─── GIVEN PASSAGE ───

Bard, poet, writer. Aleshkovsky should be a legend.  Nevertheless fate has deemed his destiny otherwise.  He was born in Krasnoyarsk in 1929, spent his early years in Siberia.  Later his family moved to Moscow where he started kindergarten.  He has said that he learned slang before he learned the stories of the Brother's Grimm.  

During the war he lived in Moscow.  All this time he was "secretly hating the vozdh". Vozhd was of course Stalin. By the end of the war in the 1950s more then 50 million Soviet citizens had perished in the Second World War, the famine in Ukraine, and the Terror which lasted throughout most of Stalin's reign.   Throughout the 40s and the 50s he described himself as a humorist, slacker, sluggard, gambler, swindler, hooligan, scoundrel, smoker, and a soccer player.  Nevertheless he still found time to read the works of Jules Verne, Pushkin, Dumas, and others.

After the war he was drafted into the Soviet Navy, however in 1950 he was imprisoned for four years for breaking a military code.  After his release in 1953 he worked as driver and moved back to Moscow in 1955.  It was around this time when he was a driver that he began writing poems, stories, and finally starting composing songs.  In 1959 he composed his most famous song, "Comrade Stalin".  This is perhaps one of the crown achievements of the bard movement's analysis of Soviet society.  The song is bitter, yet humorous.  It is written from the standpoint of a Soviet prisoner, who knows that he is getting what he deserves:

Comrade Stalin, you're a huge intellectual, 
You know so many languages.
But I am just a Soviet prisoner (zakluchony, zek)
And my only comrade is a wise old guy.

To be honest with you I don't know what I'm here for.
But the prosecutors were obviously right.
For now I sit in the Turuhan region
where you were in exile under the czar.

We confessed other people's sins right away
and walked towards an angry fate.
But we believed in you so much Comrade Stalin,
perhaps even more then we believed ourselves.

And so I'm here in the Turuhan region, 
the security guards here are rude and just like muts,
of course I understand all of this
as just another part of the Class Struggle.

Either rain, or snow, or mosquito's over us,
and we're in the taiga from morning till morning,
here out of sparks (iskra)
people would make flames,
thank you so much, I'm warming by the fire.

─── LISTED ENTRIES ───

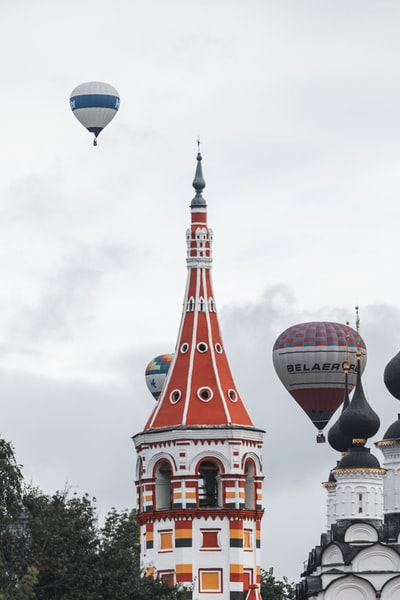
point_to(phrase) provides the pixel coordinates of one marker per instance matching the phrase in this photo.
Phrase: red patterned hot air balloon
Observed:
(308, 359)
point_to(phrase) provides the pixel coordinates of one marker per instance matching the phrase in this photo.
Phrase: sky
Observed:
(296, 103)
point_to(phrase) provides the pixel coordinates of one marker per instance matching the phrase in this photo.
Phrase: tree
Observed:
(64, 541)
(17, 576)
(273, 589)
(119, 555)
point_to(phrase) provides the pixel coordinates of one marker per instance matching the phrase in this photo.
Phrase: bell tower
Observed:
(199, 466)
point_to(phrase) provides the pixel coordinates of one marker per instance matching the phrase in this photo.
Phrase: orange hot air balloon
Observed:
(308, 359)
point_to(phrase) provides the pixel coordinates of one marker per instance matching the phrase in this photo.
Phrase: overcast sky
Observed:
(297, 106)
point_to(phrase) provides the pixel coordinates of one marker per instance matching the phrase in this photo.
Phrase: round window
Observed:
(175, 396)
(202, 347)
(205, 394)
(232, 395)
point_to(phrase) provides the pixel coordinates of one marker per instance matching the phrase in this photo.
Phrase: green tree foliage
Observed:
(63, 539)
(274, 589)
(119, 555)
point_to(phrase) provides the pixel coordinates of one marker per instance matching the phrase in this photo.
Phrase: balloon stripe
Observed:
(94, 100)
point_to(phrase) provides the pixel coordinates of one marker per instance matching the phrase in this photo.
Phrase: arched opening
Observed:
(209, 484)
(249, 486)
(163, 486)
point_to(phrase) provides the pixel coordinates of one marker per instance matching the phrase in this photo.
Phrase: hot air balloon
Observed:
(308, 359)
(156, 373)
(94, 104)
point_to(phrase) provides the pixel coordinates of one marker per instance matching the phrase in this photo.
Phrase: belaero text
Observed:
(302, 367)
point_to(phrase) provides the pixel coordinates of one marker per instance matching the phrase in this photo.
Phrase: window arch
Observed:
(163, 486)
(249, 486)
(209, 491)
(190, 304)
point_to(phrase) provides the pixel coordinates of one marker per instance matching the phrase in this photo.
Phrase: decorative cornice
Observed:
(387, 443)
(197, 513)
(358, 470)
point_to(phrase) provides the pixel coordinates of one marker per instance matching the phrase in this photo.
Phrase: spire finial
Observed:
(358, 351)
(198, 182)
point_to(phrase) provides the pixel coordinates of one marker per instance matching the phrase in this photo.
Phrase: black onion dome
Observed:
(391, 376)
(359, 420)
(393, 432)
(359, 457)
(336, 438)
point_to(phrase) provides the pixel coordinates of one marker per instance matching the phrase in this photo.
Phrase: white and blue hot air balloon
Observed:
(94, 104)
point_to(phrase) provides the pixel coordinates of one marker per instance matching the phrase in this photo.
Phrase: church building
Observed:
(199, 466)
(358, 557)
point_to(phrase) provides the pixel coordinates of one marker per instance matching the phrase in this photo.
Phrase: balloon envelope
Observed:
(308, 359)
(156, 373)
(94, 104)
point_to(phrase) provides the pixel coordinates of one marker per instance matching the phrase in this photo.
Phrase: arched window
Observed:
(209, 484)
(249, 486)
(163, 486)
(190, 305)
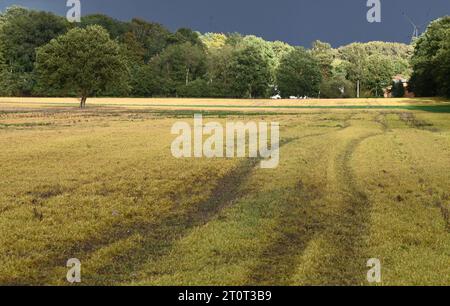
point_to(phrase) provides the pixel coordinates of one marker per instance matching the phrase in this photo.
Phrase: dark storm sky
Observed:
(297, 22)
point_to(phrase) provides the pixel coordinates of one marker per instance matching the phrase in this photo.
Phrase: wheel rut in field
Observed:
(301, 222)
(158, 238)
(297, 225)
(347, 229)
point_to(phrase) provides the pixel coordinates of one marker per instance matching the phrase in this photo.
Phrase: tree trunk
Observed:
(83, 102)
(187, 76)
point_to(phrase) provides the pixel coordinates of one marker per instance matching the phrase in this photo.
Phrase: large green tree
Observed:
(176, 67)
(115, 28)
(250, 73)
(325, 55)
(21, 32)
(378, 74)
(299, 74)
(83, 61)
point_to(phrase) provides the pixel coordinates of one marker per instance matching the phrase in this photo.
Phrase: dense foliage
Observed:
(83, 61)
(185, 63)
(431, 60)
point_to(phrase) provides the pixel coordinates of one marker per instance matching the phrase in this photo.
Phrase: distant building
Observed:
(397, 79)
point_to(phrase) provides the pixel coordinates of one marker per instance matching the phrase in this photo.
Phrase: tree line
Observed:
(41, 54)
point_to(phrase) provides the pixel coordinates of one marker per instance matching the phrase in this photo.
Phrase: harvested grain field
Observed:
(356, 180)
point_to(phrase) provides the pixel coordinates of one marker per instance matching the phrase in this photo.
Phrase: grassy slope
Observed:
(102, 186)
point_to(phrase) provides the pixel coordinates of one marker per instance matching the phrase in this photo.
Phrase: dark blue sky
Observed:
(298, 22)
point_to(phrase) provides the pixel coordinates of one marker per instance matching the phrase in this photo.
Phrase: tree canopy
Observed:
(83, 61)
(299, 74)
(431, 60)
(187, 63)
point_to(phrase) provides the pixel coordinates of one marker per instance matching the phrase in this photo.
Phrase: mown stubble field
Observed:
(102, 186)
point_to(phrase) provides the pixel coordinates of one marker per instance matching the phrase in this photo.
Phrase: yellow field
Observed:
(102, 186)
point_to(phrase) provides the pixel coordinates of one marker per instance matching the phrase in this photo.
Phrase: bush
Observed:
(337, 88)
(195, 89)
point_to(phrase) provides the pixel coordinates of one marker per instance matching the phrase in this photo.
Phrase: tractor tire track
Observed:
(348, 228)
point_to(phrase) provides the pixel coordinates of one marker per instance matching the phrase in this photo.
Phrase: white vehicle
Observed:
(276, 97)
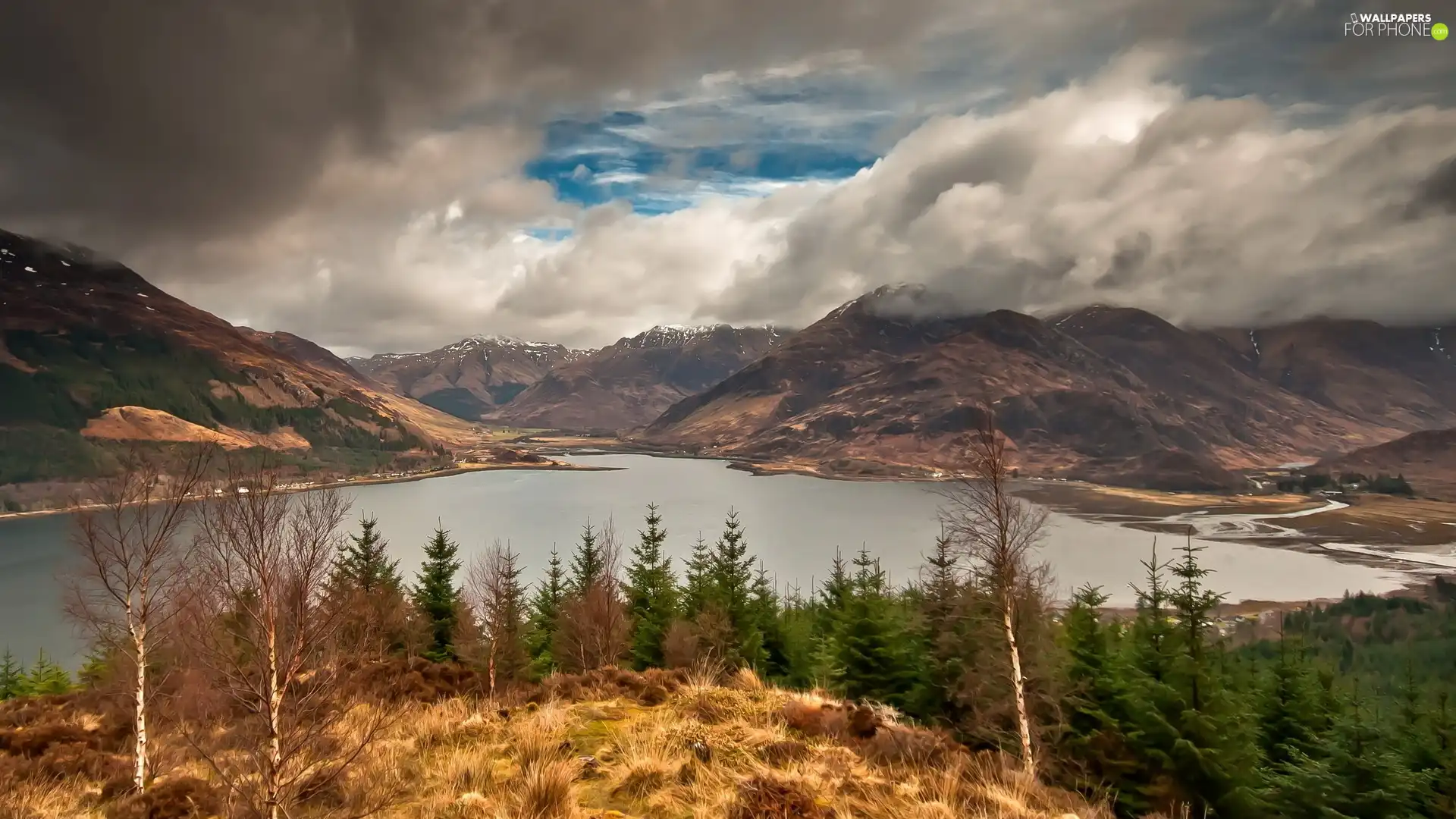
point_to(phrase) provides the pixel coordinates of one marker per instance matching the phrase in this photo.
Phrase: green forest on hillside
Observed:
(1346, 716)
(83, 372)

───

INSTRUCTION:
Answer these questions from the passage about Aleshkovsky.
(a) In what city and year was he born?
(b) What job did he hold after his release from prison?
(c) In what year did he compose "Comrade Stalin"?

TASK OUTPUT:
(a) Krasnoyarsk, 1929
(b) Driver
(c) 1959